### INSTRUCTIONS FOR THE TASK:
Rewrite every entry below with each occurrence of "indicate" replaced by "locate" and everything else unchanged. Omit the pictures from the output.

* begin RECORDS *

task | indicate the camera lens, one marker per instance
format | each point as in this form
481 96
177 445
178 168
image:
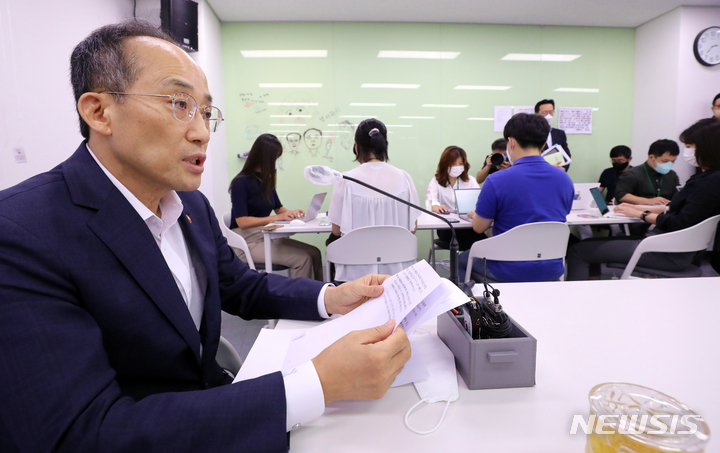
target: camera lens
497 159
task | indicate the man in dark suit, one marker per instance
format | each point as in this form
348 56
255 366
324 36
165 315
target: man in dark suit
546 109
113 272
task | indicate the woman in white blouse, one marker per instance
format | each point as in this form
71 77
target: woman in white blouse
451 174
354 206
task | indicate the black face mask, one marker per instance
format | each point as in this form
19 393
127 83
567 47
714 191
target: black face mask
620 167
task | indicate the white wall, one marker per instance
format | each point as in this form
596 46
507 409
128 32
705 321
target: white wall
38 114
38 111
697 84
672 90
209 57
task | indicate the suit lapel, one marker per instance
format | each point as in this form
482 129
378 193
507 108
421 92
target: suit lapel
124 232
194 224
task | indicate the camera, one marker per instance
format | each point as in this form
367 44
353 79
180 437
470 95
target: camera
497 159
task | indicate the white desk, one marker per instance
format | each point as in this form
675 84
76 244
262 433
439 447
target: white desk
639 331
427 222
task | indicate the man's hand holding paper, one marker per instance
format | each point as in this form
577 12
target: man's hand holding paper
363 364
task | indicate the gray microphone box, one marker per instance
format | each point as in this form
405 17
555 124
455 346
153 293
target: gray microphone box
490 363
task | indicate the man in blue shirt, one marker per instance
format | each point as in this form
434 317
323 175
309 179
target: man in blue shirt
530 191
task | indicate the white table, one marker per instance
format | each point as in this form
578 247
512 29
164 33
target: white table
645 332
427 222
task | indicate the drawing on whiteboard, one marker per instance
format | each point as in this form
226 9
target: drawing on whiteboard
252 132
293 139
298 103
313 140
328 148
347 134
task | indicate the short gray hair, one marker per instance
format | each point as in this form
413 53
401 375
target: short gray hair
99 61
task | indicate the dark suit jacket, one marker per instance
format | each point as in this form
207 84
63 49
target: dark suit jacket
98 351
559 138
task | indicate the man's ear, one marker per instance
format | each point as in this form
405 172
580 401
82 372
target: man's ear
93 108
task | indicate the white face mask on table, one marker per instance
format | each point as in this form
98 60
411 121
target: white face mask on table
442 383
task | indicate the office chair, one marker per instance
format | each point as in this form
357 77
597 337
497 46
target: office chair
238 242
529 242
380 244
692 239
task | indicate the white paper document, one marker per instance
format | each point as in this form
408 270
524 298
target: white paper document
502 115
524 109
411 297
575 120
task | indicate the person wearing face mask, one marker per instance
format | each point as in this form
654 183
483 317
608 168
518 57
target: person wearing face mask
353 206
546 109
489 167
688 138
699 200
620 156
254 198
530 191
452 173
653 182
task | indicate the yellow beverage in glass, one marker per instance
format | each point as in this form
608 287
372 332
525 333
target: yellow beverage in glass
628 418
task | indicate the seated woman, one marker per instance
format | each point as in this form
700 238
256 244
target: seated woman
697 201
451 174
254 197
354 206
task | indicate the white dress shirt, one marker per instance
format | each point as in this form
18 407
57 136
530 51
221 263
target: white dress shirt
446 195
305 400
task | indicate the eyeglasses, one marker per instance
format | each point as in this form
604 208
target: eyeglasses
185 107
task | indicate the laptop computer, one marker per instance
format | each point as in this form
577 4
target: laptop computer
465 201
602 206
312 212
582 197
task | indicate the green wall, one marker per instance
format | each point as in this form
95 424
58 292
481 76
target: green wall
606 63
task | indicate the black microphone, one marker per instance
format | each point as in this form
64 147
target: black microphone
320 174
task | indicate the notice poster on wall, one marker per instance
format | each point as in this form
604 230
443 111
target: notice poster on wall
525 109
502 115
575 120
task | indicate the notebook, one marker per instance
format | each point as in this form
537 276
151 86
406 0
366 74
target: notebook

* end RECORDS *

### EXERCISE OUTPUT:
task | locate the camera lens, one marker per instance
format | each point as in this form
481 96
177 445
178 168
image:
target: camera lens
497 159
task | locate the man in dark suit, one marker per instance
format | each point as in this form
348 56
255 366
324 36
165 315
target: man in dark suit
546 109
113 272
task | locate the woman in white blouse, one marker per instance
format | each point as in this form
71 77
target: woman in white blouse
451 174
354 206
task | locate the black face mask, one marker per instance
format | each point as in this form
19 393
127 83
567 47
714 191
target: black face mask
620 167
task | locate the white wall, one marker per instance
format | each point as in this form
596 46
507 409
128 32
705 321
target: white wall
38 114
38 111
697 84
672 90
209 57
task | locate the suit lapel, one marker per instance
format | each point as in this form
482 129
378 193
507 108
421 92
target: suit lapel
124 232
194 224
task | locate the camera, one marker per instance
format | each point as in this form
367 44
353 79
180 437
470 95
target: camera
497 159
task | locate the white desk, one marker per instance
format | each point as in this form
675 84
76 244
262 433
439 447
target: white desk
639 331
427 222
task | locate the man's hand holding paper, one marker per instance
format | each point as in this form
577 12
target: man's hand holding paper
363 364
task | locate the gray microphone box, one marker per instance
format | each point as in this form
405 17
555 124
455 346
153 293
target: gray microphone box
490 363
task | locate the man in blue shirt, one marker per instance
format | each point as in this form
434 317
323 175
309 179
target: man in blue shirt
530 191
task | locate the white table, one marker per instance
format | each point as in this form
578 247
512 29
164 33
target: white table
645 332
427 222
task | locate the drawing on whiteboard, one marker per instance
format | each point as in this form
226 9
target: drawing on whiteboard
252 132
293 139
298 103
313 140
328 148
347 134
task | locate the short gray hair, one marker per instance
format | each point as in this form
413 53
401 375
target: short gray hair
99 61
task | locate the dark suit jacket, one marker per instance
format | each point as in this form
207 84
63 49
target: dark suit jacket
98 351
559 138
task | locate the man's ear, one marker per instance
format | each point as in this form
405 172
580 401
82 372
target: man's ear
93 108
task | locate the white face mask on table, one marker per instance
format | each point as in this form
98 60
411 121
target: white face mask on table
442 383
task | locate the office chair, one marker per instance
format | each point as in this form
357 77
597 337
497 46
target: office chair
238 242
529 242
380 244
692 239
task | locate the white paper document, one marker per instance
format | each point as in this form
408 270
524 298
target: white paper document
502 115
524 109
411 297
575 120
task | locate the person wearing face mask, one marker per instance
format | each point as in this form
654 183
483 317
608 168
518 57
target: person wearing face mask
353 206
546 109
489 167
688 138
699 200
620 156
254 198
530 191
452 173
653 182
task | locate the yellow beverage in glass, one marker per instance
format | each point as in this form
608 287
372 332
525 333
target: yellow beverage in glass
628 418
task | locate the seated woman, one marker per instance
format | each point as in this form
700 238
256 244
target: seated woman
697 201
451 174
254 197
354 206
task | locate the white dress shirt, one marker per instance
format | each point as in this form
18 407
57 136
530 51
221 263
target: white dress shirt
446 195
305 400
task | locate the eyeglasses, one marker per instance
format | each point as in this form
604 208
target: eyeglasses
185 107
task | locate the laptop computer, one marker per instance
format | each point as in this form
577 4
target: laptop computer
465 201
602 206
312 212
582 197
task | locate the green wall, one marker per instance
format | each point as in this form
95 424
58 292
481 76
target: green wall
606 63
task | locate the black microphone, one marker per instance
format | each point as in this form
64 147
target: black microphone
320 174
task | locate the notice poster on wall, one marker per instance
format | each point as in this form
604 230
443 111
target: notice poster on wall
525 109
502 115
575 120
task | locate the notebook, one marker per instance
format | each point as in this form
537 276
151 86
406 0
366 74
target: notebook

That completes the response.